Requirements:
Carry on the passage describing the FP32-to-BFP convolution flow, starting right after its final sentence.

Reading passage:

****************************************

In one embodiment, system 100 is applied to software that serves as a mobile library for deploying models on mobile devices, microcontrollers, and other edge devices. FIG. 3 illustrates the software flow of the main arithmetic operations in the convolution layer when the basic data type FP32 is converted to BFP. The flow is divided into three stages: Data Preparation (Stage A), BFP Conversion and Operations (Stage B), and Output (Stage C).

In Stage A, the system 100 processes blocks of input data (i.e., pixel data) and filter data (i.e., weight data) in FP32 format. The first FP-to-BFP converter 112 is configured to receive pixel data, while the second FP-to-BFP converter 114 receives filter data. Each FP-to-BFP converter identifies the maximum exponent within a block of values, referred to as “max_input_exp” for input data and “max_filter_exp” for filter data. The Stage A allows all data points within a block to share a common exponent, which is necessary for BFP conversion, reducing memory bandwidth and computational complexity.

In Stage B, the system 100 converts the FP32 input data and filter data into BFP format using the shared exponents determined in Stage A. The first FP-to-BFP converter 112 converts the pixel data to BFP representation, and the second FP-to-BFP converter 114 does the same for filter data. Once the data is in BFP format, the system 100 performs BFP multiply-add accumulation, where the 8-bit integer multiplier 116 executes element-wise multiplication of 8-bit BFP mantissas from the pixel data and the filter data, producing a 16-bit product. The product results are then passed to the adder 118, which performs iterative accumulation, generating a 64-bit accumulated sum. The accumulated result is referred to as “bfp_total,” which will be further processed in Stage C.

In Stage C, the system 100 finalizes the computation by processing “bfp_total” and converting the accumulated result back to floating-point format. The adder 118 continues the BFP multiply-add accumulation, and the 64-bit accumulated sum (i.e., “bfp_total”) from the multiple processing units 110 is transferred to the ACC 102, which is configured to aggregate and manage accumulated sums from parallel computations.

****************************************

Supplied material:
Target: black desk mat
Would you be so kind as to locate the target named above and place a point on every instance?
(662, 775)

****************************************

The reply:
As afore described, the ACC 102 facilitates efficient handling of large-scale CNN matrix multiplications by coordinating accumulation across the multiple processing units 110. After accumulation in the ACC 102, “bfp_total” is passed to the BFP-to-FP converter 104, which converts it into FP32. This conversion involves extracting the shared exponent, adjusting the mantissa, and reconstructing the final FP32 output to maintain compatibility with subsequent processing stages, such as activation functions (i.e., ReLU) and pooling layers in CNN computations.

FIG. 4 is a schematic diagram illustrating an architecture of a tiny machine learning (Tiny ML) platform 200 according to some embodiments of the present invention. The configuration of the system 100 is available to apply to the Tiny ML platform 200. The Tiny ML platform 200 is configured to execute lightweight machine learning workloads, leveraging hardware accelerators for optimized neural network inference. The Tiny ML platform 200 includes a microcontroller unit (MCU) core 202, a memory 204, a multiplexer (MUX) 206, a tiny ML operations accelerator 208, and a single instruction multiple data multiply-accumulate (SIMD MAC) accelerator 210. Among these components, interactions occur through an advanced extensible interface (AXI) bus for data transfer and a rocket custom coprocessor (RoCC) interface for control signaling.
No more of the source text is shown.